■ Your instructions: The answer must be the lines from the one that holds "Note to the class: find the woman's bare" through the final line of the data, copied exactly, with no pictures.

____

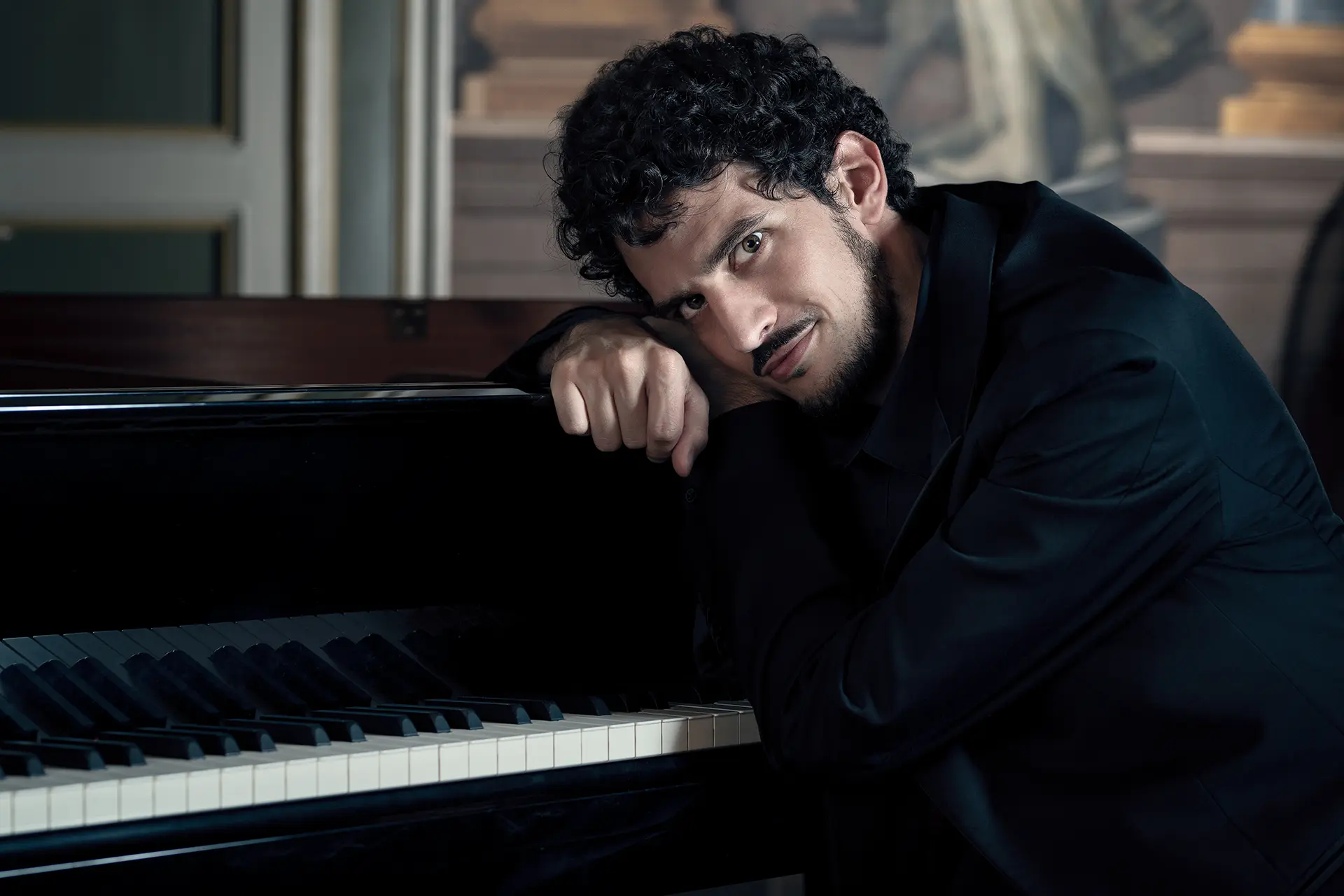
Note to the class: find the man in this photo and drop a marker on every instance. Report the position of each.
(977, 495)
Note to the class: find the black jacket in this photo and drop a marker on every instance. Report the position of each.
(1108, 641)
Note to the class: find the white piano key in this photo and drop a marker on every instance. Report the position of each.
(648, 732)
(235, 786)
(540, 748)
(171, 794)
(30, 805)
(695, 734)
(424, 763)
(152, 643)
(619, 738)
(394, 761)
(203, 790)
(676, 729)
(724, 722)
(102, 799)
(511, 747)
(134, 797)
(302, 778)
(59, 648)
(483, 751)
(568, 741)
(454, 761)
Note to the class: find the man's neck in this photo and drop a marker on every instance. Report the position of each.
(904, 248)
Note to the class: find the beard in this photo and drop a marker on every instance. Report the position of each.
(873, 347)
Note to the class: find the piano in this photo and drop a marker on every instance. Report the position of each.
(336, 636)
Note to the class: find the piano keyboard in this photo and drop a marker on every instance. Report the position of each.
(118, 726)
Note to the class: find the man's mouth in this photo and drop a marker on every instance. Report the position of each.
(787, 358)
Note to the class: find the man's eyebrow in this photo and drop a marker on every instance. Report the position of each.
(734, 235)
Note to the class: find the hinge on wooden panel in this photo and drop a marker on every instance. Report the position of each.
(407, 320)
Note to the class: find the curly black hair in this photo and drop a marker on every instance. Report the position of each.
(673, 115)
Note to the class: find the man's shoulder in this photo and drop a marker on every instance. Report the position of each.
(1043, 235)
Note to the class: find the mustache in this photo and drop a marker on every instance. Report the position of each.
(762, 354)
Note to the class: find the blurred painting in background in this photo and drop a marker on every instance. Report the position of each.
(393, 152)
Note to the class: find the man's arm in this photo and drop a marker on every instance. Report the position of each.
(530, 367)
(1100, 496)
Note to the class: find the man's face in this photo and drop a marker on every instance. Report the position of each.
(781, 289)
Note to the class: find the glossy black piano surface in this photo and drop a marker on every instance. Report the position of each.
(409, 545)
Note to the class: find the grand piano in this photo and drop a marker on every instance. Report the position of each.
(342, 636)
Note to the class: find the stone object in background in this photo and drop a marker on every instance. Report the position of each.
(1294, 54)
(546, 52)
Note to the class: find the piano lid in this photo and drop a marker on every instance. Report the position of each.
(51, 400)
(43, 407)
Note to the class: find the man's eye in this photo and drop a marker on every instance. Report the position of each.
(752, 245)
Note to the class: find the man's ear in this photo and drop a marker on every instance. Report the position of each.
(860, 179)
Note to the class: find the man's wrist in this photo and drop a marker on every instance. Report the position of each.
(547, 362)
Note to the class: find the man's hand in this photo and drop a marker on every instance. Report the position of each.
(726, 388)
(612, 379)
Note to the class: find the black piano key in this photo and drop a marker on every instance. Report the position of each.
(619, 703)
(115, 752)
(14, 762)
(182, 701)
(321, 672)
(359, 663)
(200, 679)
(432, 654)
(504, 713)
(83, 696)
(249, 738)
(214, 741)
(424, 718)
(538, 708)
(59, 755)
(413, 673)
(584, 704)
(304, 687)
(461, 718)
(246, 676)
(137, 707)
(307, 734)
(344, 729)
(15, 724)
(160, 742)
(34, 696)
(652, 699)
(375, 722)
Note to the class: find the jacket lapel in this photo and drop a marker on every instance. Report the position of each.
(961, 258)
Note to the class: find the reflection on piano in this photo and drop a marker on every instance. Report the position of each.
(209, 676)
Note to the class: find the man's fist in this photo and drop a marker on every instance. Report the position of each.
(612, 379)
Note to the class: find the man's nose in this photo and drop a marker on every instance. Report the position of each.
(746, 318)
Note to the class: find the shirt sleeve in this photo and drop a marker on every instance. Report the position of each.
(1093, 501)
(519, 368)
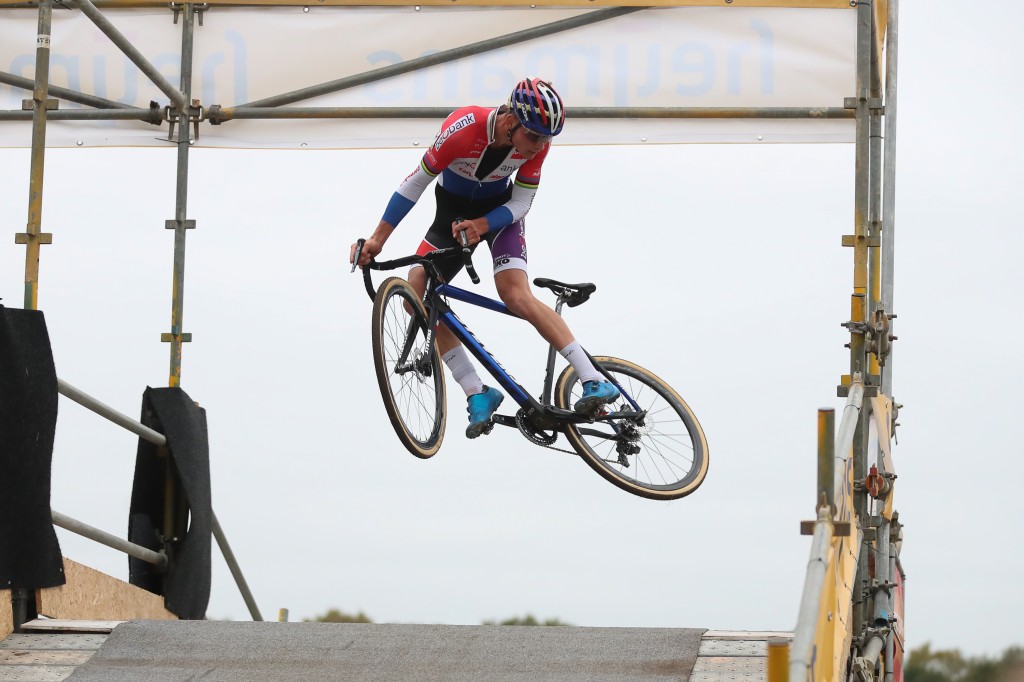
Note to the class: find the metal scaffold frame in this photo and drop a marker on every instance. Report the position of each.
(869, 639)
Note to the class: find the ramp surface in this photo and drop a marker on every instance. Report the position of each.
(222, 651)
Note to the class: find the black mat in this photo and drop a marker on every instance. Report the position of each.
(222, 651)
(30, 555)
(185, 586)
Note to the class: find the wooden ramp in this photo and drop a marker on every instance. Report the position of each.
(226, 651)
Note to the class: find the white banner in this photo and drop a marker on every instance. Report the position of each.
(663, 57)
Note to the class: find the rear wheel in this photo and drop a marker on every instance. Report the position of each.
(662, 455)
(409, 371)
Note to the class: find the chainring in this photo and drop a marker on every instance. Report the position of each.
(532, 434)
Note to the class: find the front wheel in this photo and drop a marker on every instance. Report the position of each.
(409, 370)
(662, 455)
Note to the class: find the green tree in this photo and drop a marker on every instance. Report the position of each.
(336, 615)
(924, 665)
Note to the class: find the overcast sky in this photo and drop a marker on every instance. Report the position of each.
(719, 267)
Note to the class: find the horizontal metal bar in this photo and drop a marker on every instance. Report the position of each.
(62, 93)
(130, 51)
(154, 116)
(103, 538)
(95, 406)
(218, 115)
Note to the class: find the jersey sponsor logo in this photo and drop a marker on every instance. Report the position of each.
(467, 120)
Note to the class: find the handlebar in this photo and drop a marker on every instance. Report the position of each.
(426, 260)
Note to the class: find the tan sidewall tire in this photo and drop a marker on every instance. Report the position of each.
(383, 379)
(563, 388)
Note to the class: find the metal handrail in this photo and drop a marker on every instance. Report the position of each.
(810, 602)
(68, 523)
(131, 549)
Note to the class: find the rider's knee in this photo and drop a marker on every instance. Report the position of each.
(518, 299)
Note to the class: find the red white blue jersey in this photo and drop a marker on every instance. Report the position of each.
(455, 157)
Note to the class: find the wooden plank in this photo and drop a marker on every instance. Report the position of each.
(91, 595)
(725, 676)
(745, 634)
(810, 4)
(6, 614)
(743, 665)
(44, 656)
(51, 641)
(36, 673)
(60, 625)
(733, 647)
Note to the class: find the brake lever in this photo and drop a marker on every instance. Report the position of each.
(467, 254)
(358, 250)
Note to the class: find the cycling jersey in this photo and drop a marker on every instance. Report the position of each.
(456, 157)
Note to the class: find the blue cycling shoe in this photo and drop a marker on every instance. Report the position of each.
(480, 408)
(595, 393)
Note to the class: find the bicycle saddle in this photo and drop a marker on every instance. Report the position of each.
(573, 294)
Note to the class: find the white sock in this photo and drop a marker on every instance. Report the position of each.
(463, 371)
(578, 358)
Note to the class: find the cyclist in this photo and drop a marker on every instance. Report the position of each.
(474, 157)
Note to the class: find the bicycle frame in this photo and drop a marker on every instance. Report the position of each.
(542, 412)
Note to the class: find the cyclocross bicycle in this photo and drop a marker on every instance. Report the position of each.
(647, 441)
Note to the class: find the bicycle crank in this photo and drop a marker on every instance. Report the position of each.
(534, 434)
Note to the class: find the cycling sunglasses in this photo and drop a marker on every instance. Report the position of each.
(532, 136)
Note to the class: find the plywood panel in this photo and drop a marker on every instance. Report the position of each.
(91, 595)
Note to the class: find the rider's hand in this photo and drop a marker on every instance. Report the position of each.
(475, 229)
(371, 248)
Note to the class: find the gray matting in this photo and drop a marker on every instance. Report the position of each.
(230, 651)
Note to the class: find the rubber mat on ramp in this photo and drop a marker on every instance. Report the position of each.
(230, 651)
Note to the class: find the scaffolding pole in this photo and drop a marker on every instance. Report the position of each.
(33, 238)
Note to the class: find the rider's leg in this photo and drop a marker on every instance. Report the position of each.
(508, 248)
(513, 287)
(449, 347)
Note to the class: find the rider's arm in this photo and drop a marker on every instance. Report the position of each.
(523, 192)
(456, 135)
(409, 193)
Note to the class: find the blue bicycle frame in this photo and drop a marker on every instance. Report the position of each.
(524, 399)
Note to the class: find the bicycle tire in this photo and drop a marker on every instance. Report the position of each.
(672, 461)
(415, 400)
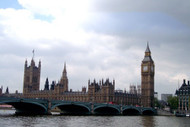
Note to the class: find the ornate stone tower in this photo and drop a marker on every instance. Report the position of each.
(147, 79)
(31, 77)
(63, 84)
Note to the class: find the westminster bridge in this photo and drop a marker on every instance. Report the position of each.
(44, 107)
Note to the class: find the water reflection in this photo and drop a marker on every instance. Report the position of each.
(148, 121)
(8, 119)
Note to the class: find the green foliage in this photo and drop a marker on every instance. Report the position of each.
(173, 102)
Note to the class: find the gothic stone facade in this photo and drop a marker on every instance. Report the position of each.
(183, 94)
(98, 92)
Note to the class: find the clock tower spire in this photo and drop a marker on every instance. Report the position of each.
(147, 79)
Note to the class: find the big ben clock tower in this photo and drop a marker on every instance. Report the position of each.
(147, 79)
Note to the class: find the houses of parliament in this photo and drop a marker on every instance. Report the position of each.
(102, 91)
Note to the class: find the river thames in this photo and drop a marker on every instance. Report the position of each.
(8, 119)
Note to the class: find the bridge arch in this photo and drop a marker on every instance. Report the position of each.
(106, 110)
(26, 106)
(73, 108)
(148, 112)
(130, 111)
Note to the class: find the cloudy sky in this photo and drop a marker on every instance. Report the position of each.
(97, 39)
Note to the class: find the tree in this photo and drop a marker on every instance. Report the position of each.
(173, 102)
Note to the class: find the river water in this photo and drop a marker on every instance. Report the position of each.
(8, 119)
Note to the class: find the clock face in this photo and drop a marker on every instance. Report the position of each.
(145, 68)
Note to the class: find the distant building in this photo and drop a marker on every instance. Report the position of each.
(183, 94)
(164, 97)
(98, 91)
(147, 79)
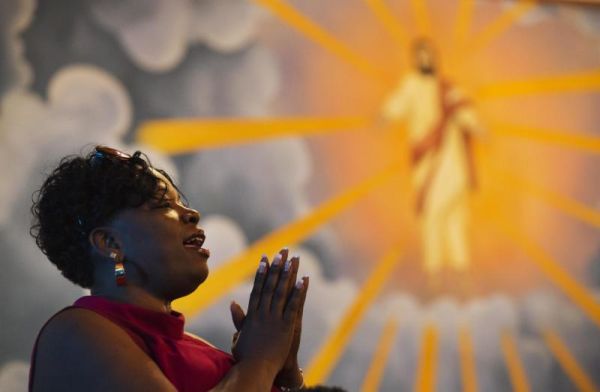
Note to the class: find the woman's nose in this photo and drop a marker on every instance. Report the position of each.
(191, 216)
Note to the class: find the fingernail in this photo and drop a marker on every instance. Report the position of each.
(262, 267)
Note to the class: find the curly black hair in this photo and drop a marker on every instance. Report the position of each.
(85, 192)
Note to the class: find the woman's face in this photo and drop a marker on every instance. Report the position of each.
(162, 245)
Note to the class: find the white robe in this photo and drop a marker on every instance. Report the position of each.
(445, 212)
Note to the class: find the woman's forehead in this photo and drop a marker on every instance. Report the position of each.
(165, 183)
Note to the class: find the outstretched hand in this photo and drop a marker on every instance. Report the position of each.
(274, 289)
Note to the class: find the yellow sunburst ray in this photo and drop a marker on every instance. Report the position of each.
(468, 369)
(552, 270)
(568, 362)
(241, 267)
(567, 205)
(330, 352)
(317, 34)
(497, 27)
(428, 359)
(374, 374)
(175, 136)
(563, 138)
(463, 22)
(422, 17)
(514, 365)
(389, 22)
(587, 81)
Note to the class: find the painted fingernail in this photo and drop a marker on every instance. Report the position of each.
(262, 267)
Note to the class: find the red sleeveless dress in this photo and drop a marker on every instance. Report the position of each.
(189, 363)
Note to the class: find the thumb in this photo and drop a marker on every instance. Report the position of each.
(237, 315)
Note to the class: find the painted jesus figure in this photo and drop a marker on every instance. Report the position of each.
(441, 125)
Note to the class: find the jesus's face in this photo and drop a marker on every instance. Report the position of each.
(424, 58)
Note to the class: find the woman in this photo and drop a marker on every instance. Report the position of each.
(112, 223)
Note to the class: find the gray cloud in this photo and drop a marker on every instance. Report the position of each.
(156, 34)
(15, 16)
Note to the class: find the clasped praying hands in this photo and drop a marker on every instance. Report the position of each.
(270, 331)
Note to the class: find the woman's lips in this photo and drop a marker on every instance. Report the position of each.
(203, 251)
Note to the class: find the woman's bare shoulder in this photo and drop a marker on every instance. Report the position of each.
(79, 348)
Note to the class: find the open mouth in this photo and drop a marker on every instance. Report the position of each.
(195, 242)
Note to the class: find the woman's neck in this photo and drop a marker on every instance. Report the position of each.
(134, 295)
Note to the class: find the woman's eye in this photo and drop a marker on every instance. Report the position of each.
(163, 205)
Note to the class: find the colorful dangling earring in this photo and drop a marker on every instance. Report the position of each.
(120, 277)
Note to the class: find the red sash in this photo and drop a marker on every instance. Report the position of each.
(432, 142)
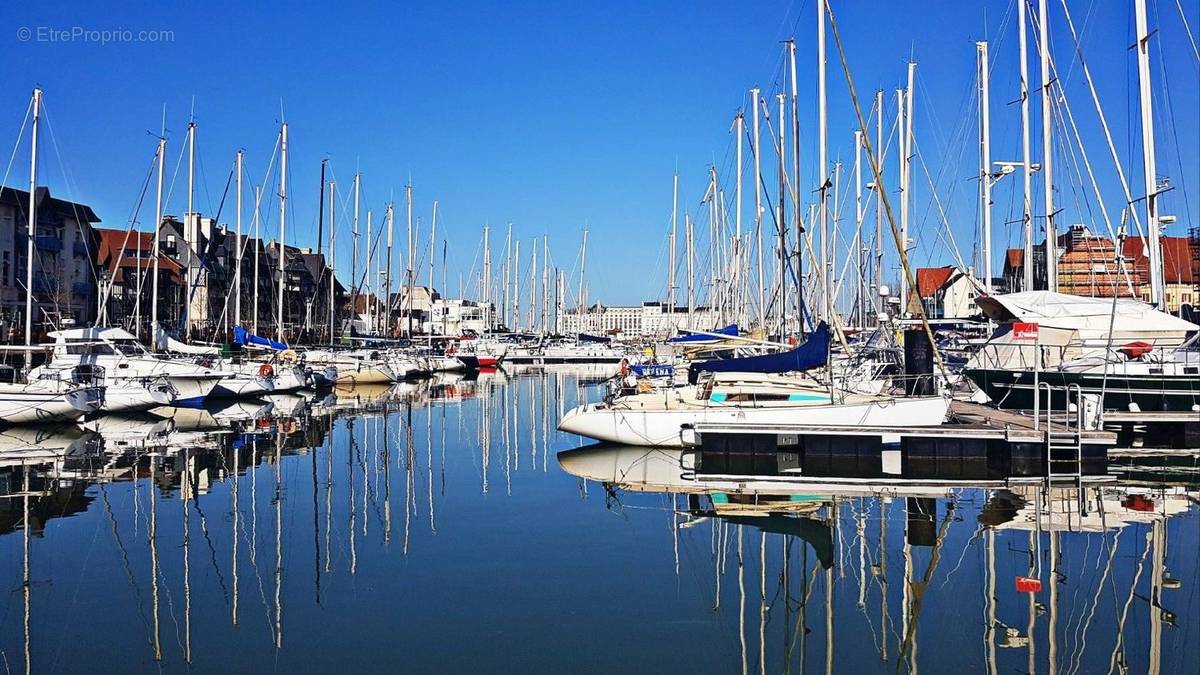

____

■ Exercise answer:
Note to the class: find the woman's bare shoulder in this photo and drop a marker on every instance. Report the position of each.
(79, 348)
Note to the class: find the open mouth in this photo and drop a marker on every instance. Report the position of each.
(195, 242)
Note to the class: find the woman's neck in this photo and drop a marker on every instance. Report the position of each.
(134, 295)
Note to the class: find the woman's eye in this photo and drop a marker on every instance. Report the position of each.
(163, 205)
Note to the class: find the colorful dangling earring in this photo and drop a marker on every instance. Report the position of each.
(120, 277)
Note to the class: find the red sash in this photo and drop a marker on every instance. Report the position of each.
(432, 142)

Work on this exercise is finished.